| Page excerpt |
»»
Tuesday 20 November 2012

Whoever Said Microsoft Burned the OEMs with Surface Was Wrong ...

We have the following product here in the shop:


The above shot is of the Microsoft Surface sitting on top of a Toshiba Satellite U920t Ultrabook convertible.

Fernando of Toshiba Canada popped by yesterday to drop off the U920t to let us play with it for a couple of days.

Now, first off, this is an _engineering sample_ that is pre-production quality.

Let’s just say that again: The U920t is pre-production.

Let’s have a look:


And now the killer feature:


The screen slides upwards to reveal a keyboard and touch pad.


Now, we keep tilting the screen and:


We can bring that screen almost to 90 degrees perpendicular to the keyboard.

One of the principle gripes about the Surface is its one-size-fits-all stand that causes a cramp in taller folk’s neck or limits where the product can be placed for usage.

The Toshiba gives the user the freedom to tilt that display to whatever angle will be required for the given placement circumstances.

User Reaction

We have two Microsoft Surface 64GB units. One for Monique and one for myself. They have been put to good use since their purchase.

Monique’s initial reaction to the U920t was “Meh” it’s bigger and heavier.

However, as soon as the display was sliding up to reveal the keyboard her eyes absolutely lit up. The unit went over to her and we can all guess what happened next. :D

Needless to say Fernando indicated to us that the unit cannot be purchased on the spot!

They should hit Canadian distribution sometime in the next few weeks or so.

Microsoft And OEMs

IMNSHO, anyone claiming that Microsoft one-upped their OEMs was _way_ off base with those comments.


Because this _engineering sample_ once it was in our hands made it absolutely crystal clear that the Microsoft Surface is a v1 product.

The refinement and all-around integrity in the Toshiba product was and is vastly superior to the Surface in its current form.

In my mind, via my having roots in the auto industry, the Surface reminds me of the Hyundai Pony made by the then fledgling automaker. It accomplished its task but not without a lot of bugs and being technologically far behind other budget minded autos of the time.

Surface and Satellite Specs

Now, one thing to make clear.
««
Answer these about the Toshiba U920t post:
1. Who from Toshiba Canada dropped off the U920t?
2. How many Microsoft Surface units does the shop have, and what capacity are they?
3. Which car does the Surface remind the writer of?
The lines that come next play no part in this.

| Extracted records |
»»
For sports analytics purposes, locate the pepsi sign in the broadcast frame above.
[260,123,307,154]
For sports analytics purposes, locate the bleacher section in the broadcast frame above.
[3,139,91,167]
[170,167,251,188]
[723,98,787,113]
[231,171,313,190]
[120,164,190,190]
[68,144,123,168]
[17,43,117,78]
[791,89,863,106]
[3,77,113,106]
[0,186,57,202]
««
| The reply |
1. Fernando
2. Two, each 64GB
3. The Hyundai Pony